**** DATA ROWS ****
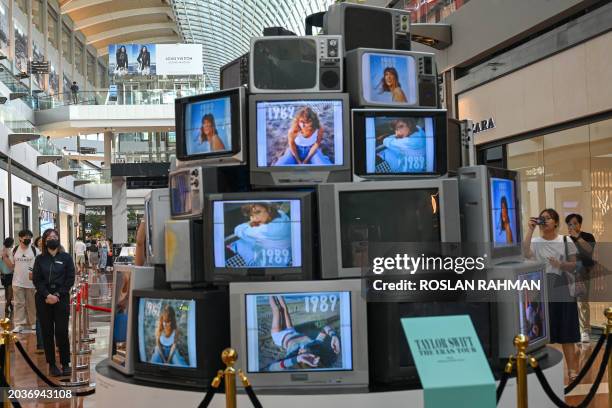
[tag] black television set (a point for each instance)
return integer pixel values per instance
(391, 361)
(399, 143)
(259, 236)
(179, 335)
(211, 127)
(299, 139)
(489, 198)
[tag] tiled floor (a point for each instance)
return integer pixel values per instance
(23, 377)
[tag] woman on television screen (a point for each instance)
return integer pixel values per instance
(121, 59)
(504, 232)
(389, 85)
(166, 339)
(265, 239)
(144, 61)
(301, 351)
(209, 137)
(405, 149)
(304, 141)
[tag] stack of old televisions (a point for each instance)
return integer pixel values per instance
(260, 240)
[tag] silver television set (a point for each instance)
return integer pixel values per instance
(353, 215)
(390, 78)
(489, 198)
(523, 311)
(300, 335)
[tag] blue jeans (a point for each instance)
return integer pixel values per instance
(317, 159)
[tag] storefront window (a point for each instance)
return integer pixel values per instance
(20, 218)
(570, 171)
(52, 28)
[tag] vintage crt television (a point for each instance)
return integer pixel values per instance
(211, 127)
(490, 212)
(389, 78)
(407, 211)
(179, 335)
(364, 26)
(283, 131)
(391, 361)
(126, 278)
(272, 321)
(259, 236)
(235, 73)
(157, 211)
(186, 188)
(184, 258)
(296, 64)
(399, 143)
(524, 311)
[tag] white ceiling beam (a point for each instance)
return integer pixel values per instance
(117, 15)
(118, 32)
(146, 40)
(75, 5)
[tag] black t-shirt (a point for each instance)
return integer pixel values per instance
(583, 256)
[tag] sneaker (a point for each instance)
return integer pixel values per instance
(54, 371)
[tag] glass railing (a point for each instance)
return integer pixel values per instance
(94, 176)
(140, 97)
(143, 157)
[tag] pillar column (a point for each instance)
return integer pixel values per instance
(119, 191)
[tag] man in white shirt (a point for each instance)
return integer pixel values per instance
(79, 252)
(23, 287)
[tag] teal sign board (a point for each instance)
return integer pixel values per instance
(450, 361)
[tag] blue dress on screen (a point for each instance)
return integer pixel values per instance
(303, 145)
(407, 154)
(275, 235)
(163, 350)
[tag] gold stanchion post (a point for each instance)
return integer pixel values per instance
(520, 342)
(229, 357)
(6, 339)
(608, 313)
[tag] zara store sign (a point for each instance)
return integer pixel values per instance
(484, 125)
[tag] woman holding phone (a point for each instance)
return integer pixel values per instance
(558, 252)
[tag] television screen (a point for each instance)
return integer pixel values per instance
(208, 126)
(299, 332)
(167, 332)
(286, 63)
(504, 217)
(180, 194)
(400, 144)
(300, 133)
(532, 317)
(257, 233)
(407, 215)
(389, 78)
(120, 324)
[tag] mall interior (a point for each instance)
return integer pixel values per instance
(222, 177)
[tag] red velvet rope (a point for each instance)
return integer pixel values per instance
(99, 308)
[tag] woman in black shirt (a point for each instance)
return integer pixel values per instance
(53, 276)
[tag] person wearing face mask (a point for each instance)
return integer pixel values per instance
(23, 288)
(53, 275)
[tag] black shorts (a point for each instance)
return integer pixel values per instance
(7, 280)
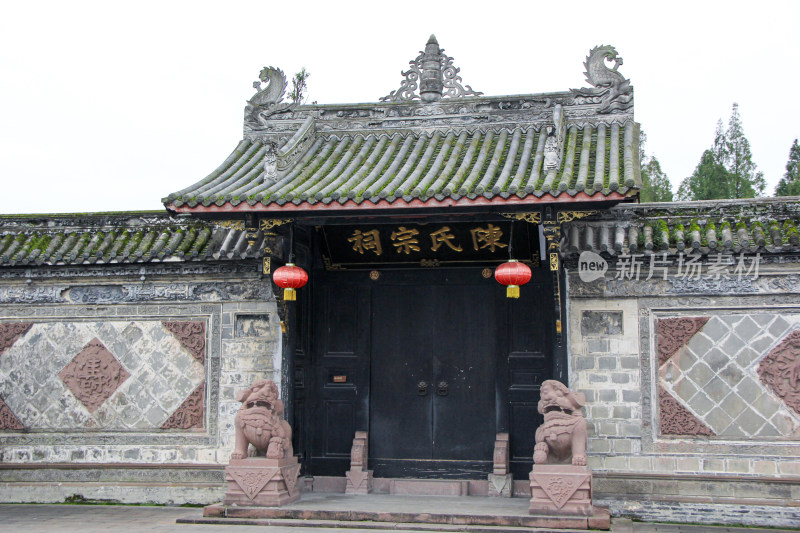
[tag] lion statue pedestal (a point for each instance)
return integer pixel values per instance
(561, 483)
(264, 474)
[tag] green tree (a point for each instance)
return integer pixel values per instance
(299, 86)
(727, 169)
(709, 180)
(746, 181)
(789, 185)
(656, 186)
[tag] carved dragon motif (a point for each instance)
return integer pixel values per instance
(267, 100)
(611, 87)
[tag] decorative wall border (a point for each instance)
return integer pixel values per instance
(650, 309)
(210, 313)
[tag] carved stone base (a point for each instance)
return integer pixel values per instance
(561, 490)
(500, 486)
(358, 482)
(257, 481)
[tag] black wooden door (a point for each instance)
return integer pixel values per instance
(481, 356)
(433, 357)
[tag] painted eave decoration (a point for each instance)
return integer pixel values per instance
(126, 238)
(432, 143)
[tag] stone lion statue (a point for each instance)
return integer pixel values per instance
(562, 437)
(259, 422)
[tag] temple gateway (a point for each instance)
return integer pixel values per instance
(125, 338)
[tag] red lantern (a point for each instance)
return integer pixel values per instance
(513, 274)
(289, 278)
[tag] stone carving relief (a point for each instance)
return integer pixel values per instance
(562, 437)
(674, 333)
(8, 420)
(611, 89)
(266, 101)
(11, 332)
(780, 370)
(192, 335)
(93, 375)
(190, 413)
(259, 422)
(675, 419)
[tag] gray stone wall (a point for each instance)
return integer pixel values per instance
(677, 383)
(135, 371)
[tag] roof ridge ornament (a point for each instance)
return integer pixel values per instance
(612, 90)
(437, 76)
(267, 100)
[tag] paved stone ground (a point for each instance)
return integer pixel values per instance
(131, 519)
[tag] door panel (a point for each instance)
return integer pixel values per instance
(400, 420)
(375, 340)
(465, 360)
(340, 356)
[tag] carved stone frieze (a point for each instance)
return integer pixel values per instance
(11, 332)
(192, 335)
(673, 333)
(8, 420)
(780, 370)
(675, 419)
(93, 375)
(723, 285)
(190, 413)
(115, 271)
(141, 292)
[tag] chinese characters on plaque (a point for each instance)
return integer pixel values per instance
(428, 244)
(407, 240)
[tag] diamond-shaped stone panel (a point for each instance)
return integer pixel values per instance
(8, 420)
(675, 419)
(780, 370)
(192, 335)
(163, 375)
(190, 413)
(673, 333)
(714, 378)
(93, 375)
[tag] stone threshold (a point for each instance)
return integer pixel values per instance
(413, 512)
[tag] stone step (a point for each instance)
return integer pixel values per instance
(420, 527)
(428, 487)
(456, 520)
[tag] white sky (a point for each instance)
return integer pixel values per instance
(109, 106)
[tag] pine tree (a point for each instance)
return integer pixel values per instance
(656, 186)
(299, 86)
(789, 185)
(710, 180)
(746, 182)
(727, 169)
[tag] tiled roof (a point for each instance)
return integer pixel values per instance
(402, 167)
(766, 225)
(115, 239)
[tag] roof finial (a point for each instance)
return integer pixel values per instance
(436, 74)
(430, 83)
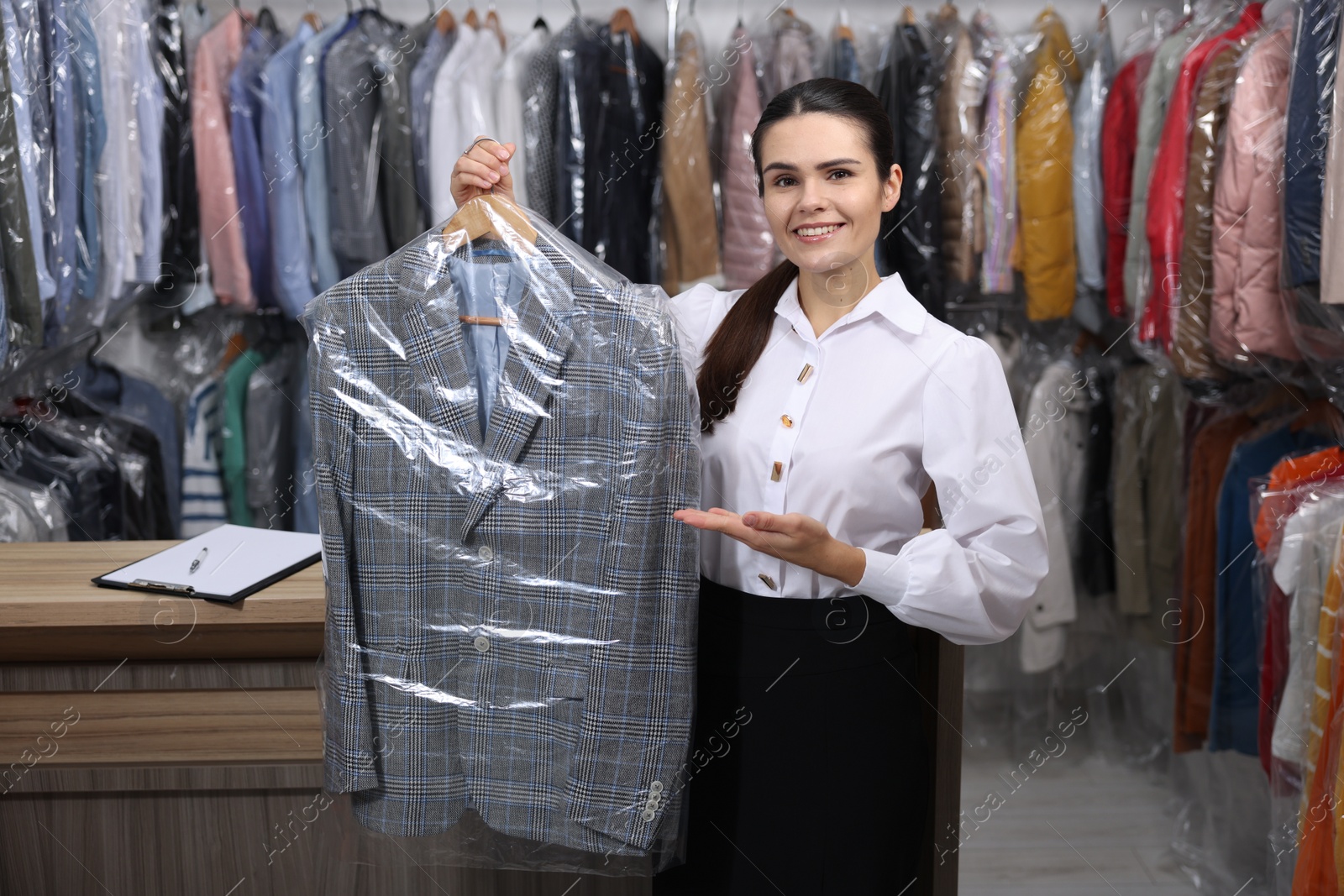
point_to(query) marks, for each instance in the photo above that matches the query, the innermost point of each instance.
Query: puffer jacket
(1247, 316)
(1193, 356)
(1045, 176)
(958, 112)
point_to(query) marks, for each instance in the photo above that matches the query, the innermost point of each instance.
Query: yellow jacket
(1045, 176)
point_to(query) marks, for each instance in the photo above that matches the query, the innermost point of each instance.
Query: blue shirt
(245, 92)
(292, 268)
(312, 152)
(1234, 707)
(484, 289)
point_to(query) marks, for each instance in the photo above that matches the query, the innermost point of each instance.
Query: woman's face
(823, 191)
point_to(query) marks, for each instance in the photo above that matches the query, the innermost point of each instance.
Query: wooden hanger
(475, 217)
(624, 23)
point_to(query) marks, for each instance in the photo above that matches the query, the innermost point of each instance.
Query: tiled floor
(1070, 828)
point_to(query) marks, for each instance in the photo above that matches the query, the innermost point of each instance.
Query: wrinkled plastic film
(958, 110)
(508, 671)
****
Copy each line exactly, and leave the pictures out of your copy.

[tag] black television set (a point for each instance)
return integer pixel values per instance
(391, 361)
(399, 143)
(259, 236)
(179, 335)
(211, 127)
(299, 139)
(489, 198)
[tag] tiled floor (a point for each instance)
return integer pixel values per instance
(23, 377)
[tag] woman on television screen (a point for each instance)
return integer pixel values per instance
(121, 59)
(504, 232)
(389, 85)
(166, 339)
(265, 239)
(144, 61)
(301, 351)
(209, 137)
(405, 149)
(304, 141)
[tag] stack of old televisions (a point for each instance)
return integer pixel values per instance
(260, 240)
[tag] silver television set (a point for each instance)
return integer pixel values per instance
(353, 215)
(390, 78)
(489, 198)
(523, 311)
(300, 335)
[tag] blue jeans (a point for each instance)
return integer pixel values per instance
(317, 159)
[tag] storefront window (a point for each instance)
return integer pixel values per instance
(20, 218)
(570, 171)
(52, 28)
[tag] vintage crt television (a point for each instance)
return integer pixel values per instance
(211, 127)
(490, 212)
(389, 78)
(407, 211)
(179, 335)
(364, 26)
(283, 131)
(391, 361)
(126, 278)
(272, 321)
(259, 236)
(235, 73)
(157, 211)
(186, 188)
(184, 258)
(296, 64)
(399, 143)
(524, 311)
[tag] white ceiling beam (a point for each instance)
return integer pixel values per instance
(117, 15)
(118, 32)
(146, 40)
(75, 5)
[tag] black t-shirt (a point for each instance)
return integer pixel values per instance
(583, 256)
[tag] sneaker (a point for each instance)
return integer pixel values per instance
(54, 371)
[tag] glass railing (a point for each instance)
return integer pixel values per instance
(94, 176)
(140, 97)
(143, 157)
[tag] pillar column (a point for each instance)
return integer pixel values per instance
(119, 191)
[tag] man in white shirt (a point for each instance)
return integer pixel values per instance
(79, 252)
(23, 287)
[tag] teal sign board (a point for each instance)
return integer pixel values per instance
(450, 361)
[tag] blue dress on screen (a point for each instance)
return integer pixel values per instance
(303, 145)
(407, 154)
(275, 235)
(163, 350)
[tag] gold stanchion post (a point for each instance)
return integer pixel values per instance
(520, 342)
(229, 357)
(6, 339)
(608, 313)
[tag] zara store sign (a point for each instance)
return integer pixel values per instance
(484, 125)
[tag] woman holding phone (a point for each instance)
return integer pixel values per instance
(558, 252)
[tag] television screen (a point for each instance)
return integer pixel values per instance
(208, 126)
(299, 332)
(167, 332)
(286, 63)
(504, 217)
(180, 194)
(400, 144)
(300, 133)
(532, 317)
(257, 233)
(407, 215)
(389, 78)
(120, 324)
[tag] mall interior (a point for each instance)
return integer pixel values per instance
(222, 177)
[tag] red velvet rope (a point for each instance)
return integer pixel values per instance
(99, 308)
[tag] woman in black shirt (a point for each instance)
return integer pixel values per instance
(53, 276)
[tag] person wearing face mask (a point for each instance)
return integer pixel values per instance
(23, 288)
(53, 275)
[tag] black shorts (a point for each instance)
return integer pixel values per instance
(7, 280)
[tag] lion statue pedestal (a point for each instance)
return integer pixel values per instance
(561, 483)
(264, 474)
[tag] green tree (a point for each instance)
return integer pixel values per instance
(299, 86)
(727, 169)
(709, 180)
(746, 181)
(789, 185)
(656, 186)
[tag] carved dragon motif (a point for each instance)
return integer pixel values per instance
(267, 100)
(611, 87)
[tag] decorative wall border (a point for each instance)
return integer pixel values per instance
(650, 309)
(210, 313)
[tag] carved stone base (a point for each instance)
return integer pixel values per instance
(561, 490)
(500, 486)
(358, 482)
(257, 481)
[tag] black wooden door (a point for each instance)
return integer pixel values per instance
(481, 356)
(433, 357)
[tag] painted eave decoration (a point for each instance)
return integer pixel values per instance
(126, 238)
(432, 143)
[tag] stone lion statue (a point for each instance)
return integer pixel values per instance
(562, 437)
(259, 422)
[tag] temple gateway (a point for each instance)
return integer pixel values per instance
(125, 338)
[tag] red lantern (a point for each instance)
return integer pixel values per instance
(513, 274)
(289, 278)
[tag] stone carving relief (a point for each instance)
return integer pixel values per instance
(562, 437)
(674, 333)
(8, 420)
(611, 89)
(266, 101)
(11, 332)
(780, 370)
(192, 335)
(93, 375)
(190, 413)
(259, 422)
(675, 419)
[tag] gray stone wall (a point for each instance)
return integer pixel values per instance
(677, 383)
(135, 371)
[tag] roof ridge ornament (a point for each instance)
return integer pixel values per instance
(612, 90)
(437, 76)
(267, 100)
[tag] paved stone ground (a point for each instance)
return integer pixel values per instance
(131, 519)
[tag] door panel (a point for each instance)
return integer pixel values per instance
(400, 420)
(375, 340)
(465, 360)
(340, 356)
[tag] carved stone frieze (a point for each instance)
return integer pixel values per instance
(11, 332)
(192, 335)
(673, 333)
(8, 420)
(780, 370)
(675, 419)
(93, 375)
(723, 285)
(190, 413)
(115, 271)
(141, 292)
[tag] chinese characters on plaque (a point for each instance)
return integer pixel values per instance
(428, 244)
(407, 240)
[tag] diamond-shaped stone panel (a point for each instance)
return integer pixel values per instance
(8, 420)
(675, 419)
(780, 370)
(192, 335)
(163, 375)
(190, 413)
(673, 333)
(714, 378)
(93, 375)
[tag] stone threshold (a point for each instance)
return integer pixel values per instance
(413, 512)
[tag] stone step (a point for each instance)
return integer pixel values per instance
(420, 527)
(428, 487)
(456, 520)
[tag] white sky (a point for each instance)
return integer pixel values per instance
(109, 106)
[tag] pine tree (a point for each instance)
return integer pixel values per instance
(656, 186)
(299, 86)
(789, 185)
(710, 180)
(746, 182)
(727, 169)
[tag] tiled roof (a point for each instance)
return integer pixel values per instance
(402, 167)
(766, 225)
(115, 239)
[tag] roof finial (a point for each instance)
return integer pixel values per instance
(436, 74)
(430, 83)
point_to(query) marks, for each instance in the photo above that matches the query, the innermost point of each instance.
Query: puffer jacket
(1247, 316)
(1193, 356)
(1045, 176)
(958, 112)
point_to(query) marks, for each instance in the photo above that matches the query, the innermost point of each instance.
Query: yellow jacket
(1045, 176)
point_to(query) marks, for each instance in the photo above that matches the query, the innermost point of each instance.
Query: blue shirt
(245, 92)
(292, 268)
(312, 152)
(1234, 707)
(484, 289)
point_to(query) marks, for each instance in the photo above that matches the query, the innermost point of each instance.
Query: woman's face
(823, 191)
point_to(query) marks, for each instance in the photo above that matches the query, the innermost point of each instance.
Query: wooden hanger
(475, 217)
(624, 23)
point_to(query) marks, for each instance in the photo above that matches the query, the innermost point of each instance.
Query: tiled floor
(1070, 828)
point_to(query) marks, for each instance in the photo above that matches the query, the innermost point of each instance.
Query: wrinkled plastic film
(958, 110)
(508, 671)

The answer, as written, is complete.